Task input below:

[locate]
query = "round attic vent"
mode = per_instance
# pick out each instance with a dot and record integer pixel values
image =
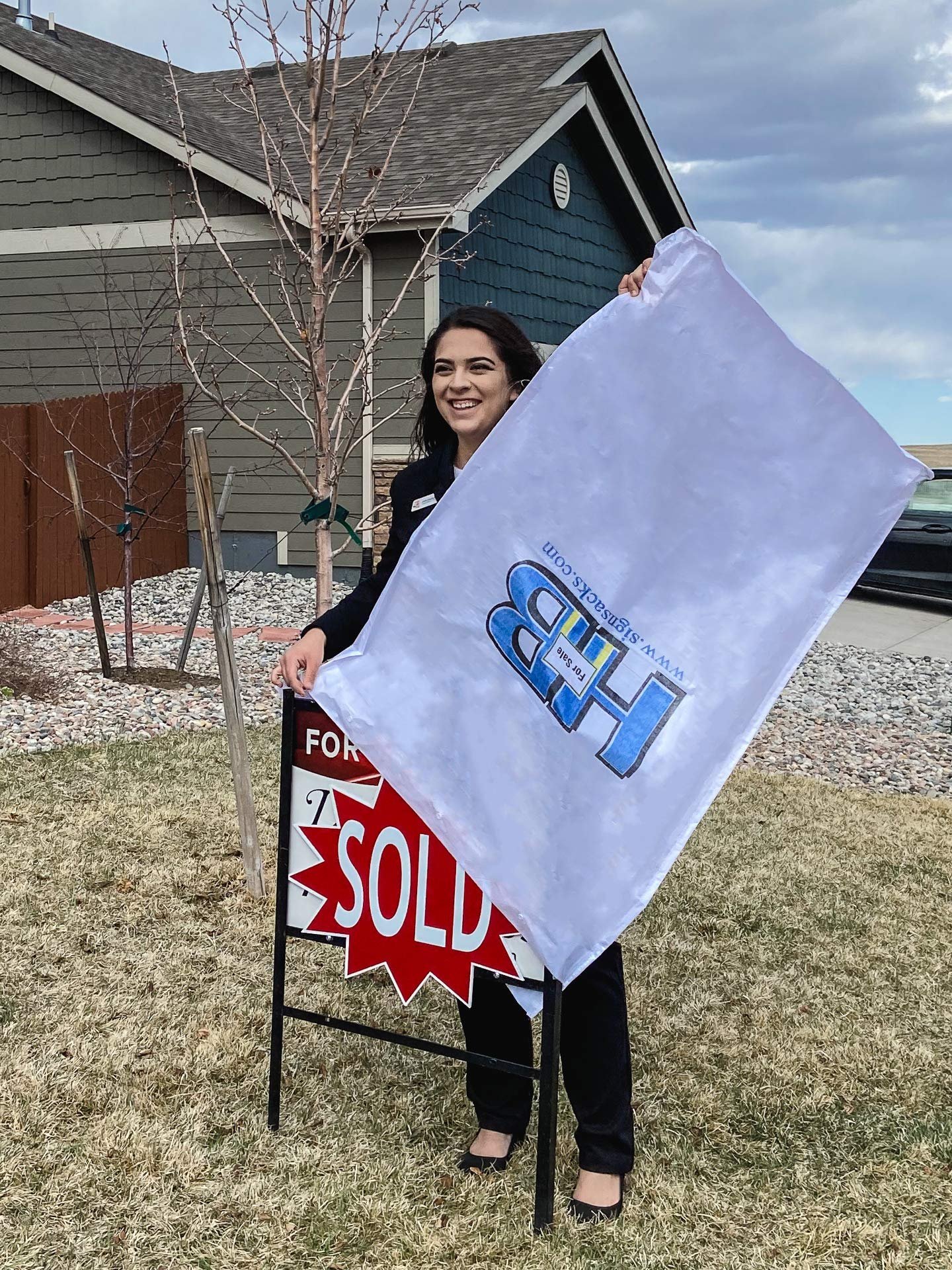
(561, 186)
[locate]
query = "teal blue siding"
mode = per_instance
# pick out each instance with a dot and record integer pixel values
(549, 269)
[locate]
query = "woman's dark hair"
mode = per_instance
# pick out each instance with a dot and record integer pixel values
(510, 343)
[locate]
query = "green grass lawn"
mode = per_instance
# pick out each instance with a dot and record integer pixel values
(791, 1025)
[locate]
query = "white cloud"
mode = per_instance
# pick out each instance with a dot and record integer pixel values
(856, 306)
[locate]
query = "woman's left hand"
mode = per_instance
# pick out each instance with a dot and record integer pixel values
(631, 282)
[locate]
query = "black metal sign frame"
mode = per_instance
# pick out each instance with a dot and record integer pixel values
(546, 1074)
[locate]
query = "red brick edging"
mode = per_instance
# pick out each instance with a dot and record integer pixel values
(44, 618)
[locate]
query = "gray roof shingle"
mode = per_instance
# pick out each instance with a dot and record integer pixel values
(475, 107)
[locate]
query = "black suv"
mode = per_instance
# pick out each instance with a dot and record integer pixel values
(917, 556)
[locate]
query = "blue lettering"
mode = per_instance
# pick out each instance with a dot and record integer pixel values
(526, 633)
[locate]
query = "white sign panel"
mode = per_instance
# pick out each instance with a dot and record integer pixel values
(583, 638)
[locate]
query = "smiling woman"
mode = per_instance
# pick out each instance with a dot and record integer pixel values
(474, 366)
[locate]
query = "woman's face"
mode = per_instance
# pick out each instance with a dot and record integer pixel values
(471, 385)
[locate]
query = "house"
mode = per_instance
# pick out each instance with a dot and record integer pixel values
(535, 145)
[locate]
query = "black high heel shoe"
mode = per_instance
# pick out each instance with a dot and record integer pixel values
(589, 1213)
(473, 1164)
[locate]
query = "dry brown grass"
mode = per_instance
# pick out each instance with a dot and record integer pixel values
(23, 673)
(790, 1020)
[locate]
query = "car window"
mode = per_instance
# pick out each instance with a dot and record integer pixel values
(932, 495)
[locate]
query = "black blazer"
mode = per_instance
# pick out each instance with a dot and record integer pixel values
(430, 476)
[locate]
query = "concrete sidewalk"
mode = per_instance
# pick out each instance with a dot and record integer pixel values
(918, 628)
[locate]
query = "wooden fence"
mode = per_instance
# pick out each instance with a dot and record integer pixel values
(41, 559)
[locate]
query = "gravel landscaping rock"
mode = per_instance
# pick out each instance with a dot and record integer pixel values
(850, 716)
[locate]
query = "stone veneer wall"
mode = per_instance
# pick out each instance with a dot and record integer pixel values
(383, 473)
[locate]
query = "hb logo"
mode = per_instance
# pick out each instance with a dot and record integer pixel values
(568, 659)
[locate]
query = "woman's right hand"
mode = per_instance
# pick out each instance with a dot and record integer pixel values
(299, 666)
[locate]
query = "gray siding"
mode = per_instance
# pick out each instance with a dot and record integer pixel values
(70, 169)
(399, 356)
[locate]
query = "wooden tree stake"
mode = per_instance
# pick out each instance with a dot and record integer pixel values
(83, 530)
(200, 586)
(227, 667)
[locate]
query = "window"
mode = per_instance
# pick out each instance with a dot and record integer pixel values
(933, 495)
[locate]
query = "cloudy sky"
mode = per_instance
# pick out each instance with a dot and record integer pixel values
(811, 140)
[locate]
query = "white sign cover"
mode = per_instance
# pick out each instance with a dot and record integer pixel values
(584, 635)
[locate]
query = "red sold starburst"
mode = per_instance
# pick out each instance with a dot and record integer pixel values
(399, 898)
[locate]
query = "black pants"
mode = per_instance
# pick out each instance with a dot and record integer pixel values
(596, 1062)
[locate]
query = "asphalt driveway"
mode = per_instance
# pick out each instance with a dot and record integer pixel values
(918, 628)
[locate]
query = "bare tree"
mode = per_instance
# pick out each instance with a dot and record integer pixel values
(327, 128)
(125, 337)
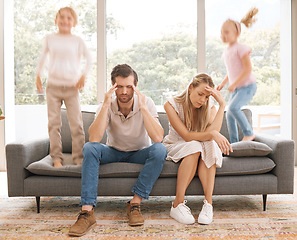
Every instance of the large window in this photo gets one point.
(33, 19)
(158, 39)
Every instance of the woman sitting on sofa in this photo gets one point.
(194, 139)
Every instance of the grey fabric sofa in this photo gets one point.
(30, 171)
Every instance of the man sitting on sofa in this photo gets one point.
(131, 122)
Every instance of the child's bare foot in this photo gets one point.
(248, 138)
(58, 164)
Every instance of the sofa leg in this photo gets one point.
(264, 201)
(38, 204)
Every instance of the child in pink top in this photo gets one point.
(65, 79)
(242, 82)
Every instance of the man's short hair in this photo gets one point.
(123, 70)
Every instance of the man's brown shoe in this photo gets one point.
(85, 221)
(134, 214)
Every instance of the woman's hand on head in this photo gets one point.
(222, 142)
(217, 95)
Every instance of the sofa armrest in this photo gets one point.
(18, 156)
(283, 156)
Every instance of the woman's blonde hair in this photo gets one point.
(72, 12)
(200, 123)
(248, 20)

End of Task input.

#### Exercise brief
Which lines run from the one holding "Every instance of the sofa leg" through the end of the data? Write them out exactly, ends included, and add nothing.

#### Solution for this task
Every instance of the sofa leg in this photo gets one point.
(264, 201)
(38, 204)
Every instance of the child in pink top in this photo gets one point.
(65, 79)
(242, 82)
Every instance of the man's short hair in this photo gets one point.
(123, 70)
Every instance of the man's brown shoe in this photo gets one point.
(85, 221)
(134, 214)
Every instance of the woman's hand on head in this photo gets one point.
(222, 142)
(217, 95)
Every instance of the sofa armrest in this photo gets one point.
(18, 156)
(283, 156)
Every instance of the woman's blonde hair in this photo gets one point.
(72, 12)
(200, 123)
(248, 20)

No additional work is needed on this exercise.